Challenge. Output as a JSON list of strings, one per line with blank lines omitted, only the records from the line containing "locate the raised" up to and including the line containing "287,256 -> 365,266".

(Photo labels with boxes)
━━━━━━━━━━━━━━━━

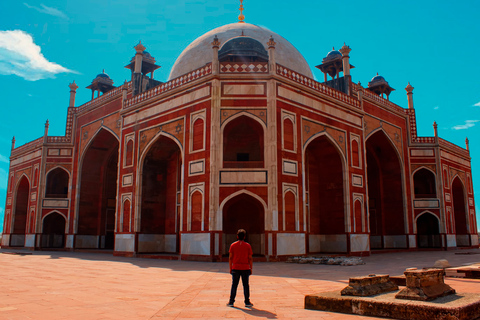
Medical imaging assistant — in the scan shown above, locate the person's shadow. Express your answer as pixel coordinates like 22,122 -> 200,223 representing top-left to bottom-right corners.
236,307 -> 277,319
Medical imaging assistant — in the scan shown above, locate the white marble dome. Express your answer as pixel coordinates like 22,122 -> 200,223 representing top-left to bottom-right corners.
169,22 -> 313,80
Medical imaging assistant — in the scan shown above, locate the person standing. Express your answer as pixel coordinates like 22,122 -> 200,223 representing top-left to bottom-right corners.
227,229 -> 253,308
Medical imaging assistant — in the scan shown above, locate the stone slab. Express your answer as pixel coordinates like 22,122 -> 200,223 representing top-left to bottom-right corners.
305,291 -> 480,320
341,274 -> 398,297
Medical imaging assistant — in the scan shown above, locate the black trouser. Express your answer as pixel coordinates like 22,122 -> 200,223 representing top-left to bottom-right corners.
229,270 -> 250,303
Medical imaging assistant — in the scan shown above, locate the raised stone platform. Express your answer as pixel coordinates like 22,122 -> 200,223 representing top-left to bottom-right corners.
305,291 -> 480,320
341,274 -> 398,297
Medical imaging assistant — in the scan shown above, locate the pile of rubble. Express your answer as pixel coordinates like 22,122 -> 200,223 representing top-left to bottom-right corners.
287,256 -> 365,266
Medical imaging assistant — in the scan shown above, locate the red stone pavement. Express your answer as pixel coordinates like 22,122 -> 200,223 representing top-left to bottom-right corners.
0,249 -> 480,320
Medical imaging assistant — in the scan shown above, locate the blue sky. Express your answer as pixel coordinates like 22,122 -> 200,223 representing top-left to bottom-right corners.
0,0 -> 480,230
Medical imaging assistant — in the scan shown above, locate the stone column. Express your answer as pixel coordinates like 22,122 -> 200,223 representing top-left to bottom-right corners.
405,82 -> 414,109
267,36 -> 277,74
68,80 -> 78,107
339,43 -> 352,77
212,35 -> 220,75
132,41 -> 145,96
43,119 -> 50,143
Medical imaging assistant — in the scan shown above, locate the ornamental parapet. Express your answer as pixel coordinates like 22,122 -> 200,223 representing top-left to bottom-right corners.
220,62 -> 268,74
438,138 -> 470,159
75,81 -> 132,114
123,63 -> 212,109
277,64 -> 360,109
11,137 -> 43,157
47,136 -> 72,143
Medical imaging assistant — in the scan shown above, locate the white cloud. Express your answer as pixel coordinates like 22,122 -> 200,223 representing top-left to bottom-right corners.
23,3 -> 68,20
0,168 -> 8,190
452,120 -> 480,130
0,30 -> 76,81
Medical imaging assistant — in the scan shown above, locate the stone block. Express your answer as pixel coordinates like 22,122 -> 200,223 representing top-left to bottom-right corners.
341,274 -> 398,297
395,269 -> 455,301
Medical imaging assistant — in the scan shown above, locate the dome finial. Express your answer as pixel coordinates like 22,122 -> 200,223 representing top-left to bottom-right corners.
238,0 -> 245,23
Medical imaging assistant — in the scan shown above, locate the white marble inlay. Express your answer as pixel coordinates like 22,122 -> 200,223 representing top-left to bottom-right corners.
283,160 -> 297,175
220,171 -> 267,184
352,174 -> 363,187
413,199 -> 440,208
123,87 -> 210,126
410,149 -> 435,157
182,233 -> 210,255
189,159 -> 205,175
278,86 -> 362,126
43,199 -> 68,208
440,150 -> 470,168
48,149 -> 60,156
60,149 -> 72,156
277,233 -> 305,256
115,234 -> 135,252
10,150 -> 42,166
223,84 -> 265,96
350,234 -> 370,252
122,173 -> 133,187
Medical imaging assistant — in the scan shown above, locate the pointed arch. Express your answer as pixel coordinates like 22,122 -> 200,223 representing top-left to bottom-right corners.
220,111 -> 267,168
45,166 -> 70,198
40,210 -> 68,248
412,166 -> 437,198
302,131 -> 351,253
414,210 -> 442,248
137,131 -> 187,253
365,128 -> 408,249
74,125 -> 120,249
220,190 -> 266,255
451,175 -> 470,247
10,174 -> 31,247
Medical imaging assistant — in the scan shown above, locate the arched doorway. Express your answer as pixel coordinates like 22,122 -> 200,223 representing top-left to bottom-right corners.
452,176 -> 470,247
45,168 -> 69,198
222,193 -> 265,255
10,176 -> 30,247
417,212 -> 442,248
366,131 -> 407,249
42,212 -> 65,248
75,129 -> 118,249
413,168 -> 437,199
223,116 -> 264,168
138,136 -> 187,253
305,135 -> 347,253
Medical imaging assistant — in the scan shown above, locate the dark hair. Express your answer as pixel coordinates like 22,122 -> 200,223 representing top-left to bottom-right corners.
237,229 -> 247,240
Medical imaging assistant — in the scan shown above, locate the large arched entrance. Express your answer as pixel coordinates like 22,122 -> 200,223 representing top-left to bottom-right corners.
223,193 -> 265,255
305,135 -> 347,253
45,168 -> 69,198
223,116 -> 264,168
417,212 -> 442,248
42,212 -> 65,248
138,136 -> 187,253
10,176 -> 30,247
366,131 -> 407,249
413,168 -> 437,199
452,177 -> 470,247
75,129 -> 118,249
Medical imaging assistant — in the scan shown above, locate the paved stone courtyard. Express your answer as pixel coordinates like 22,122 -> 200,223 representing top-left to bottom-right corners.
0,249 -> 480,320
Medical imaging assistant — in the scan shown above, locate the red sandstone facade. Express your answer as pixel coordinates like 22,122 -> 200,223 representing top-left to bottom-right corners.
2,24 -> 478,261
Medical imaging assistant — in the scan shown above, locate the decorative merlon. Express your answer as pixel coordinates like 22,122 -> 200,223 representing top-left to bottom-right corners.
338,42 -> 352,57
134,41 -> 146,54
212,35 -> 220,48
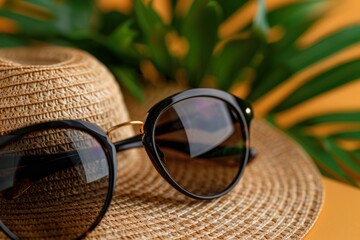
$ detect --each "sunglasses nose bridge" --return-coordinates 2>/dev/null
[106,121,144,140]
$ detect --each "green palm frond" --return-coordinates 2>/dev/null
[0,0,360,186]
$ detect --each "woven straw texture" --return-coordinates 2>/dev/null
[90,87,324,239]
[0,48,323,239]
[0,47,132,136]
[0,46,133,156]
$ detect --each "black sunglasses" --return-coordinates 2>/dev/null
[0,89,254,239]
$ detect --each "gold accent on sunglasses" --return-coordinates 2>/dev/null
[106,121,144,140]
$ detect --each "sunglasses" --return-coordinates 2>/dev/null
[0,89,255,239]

━━━━━━━━━━━━━━━━

Task result.
[
  "Medical imaging assistant — in the scan shown above, locate the raised stone platform. Express your answer as pixel coordinates like 22,122 -> 200,223 representing top-left to bottom-right corners.",
  "305,291 -> 480,320",
  "341,274 -> 398,297",
  "Medical imaging assistant — in the scan shown above, locate the pile of rubble. Express your answer as pixel coordinates like 22,122 -> 200,223 representing top-left to bottom-right corners.",
  "287,256 -> 365,266"
]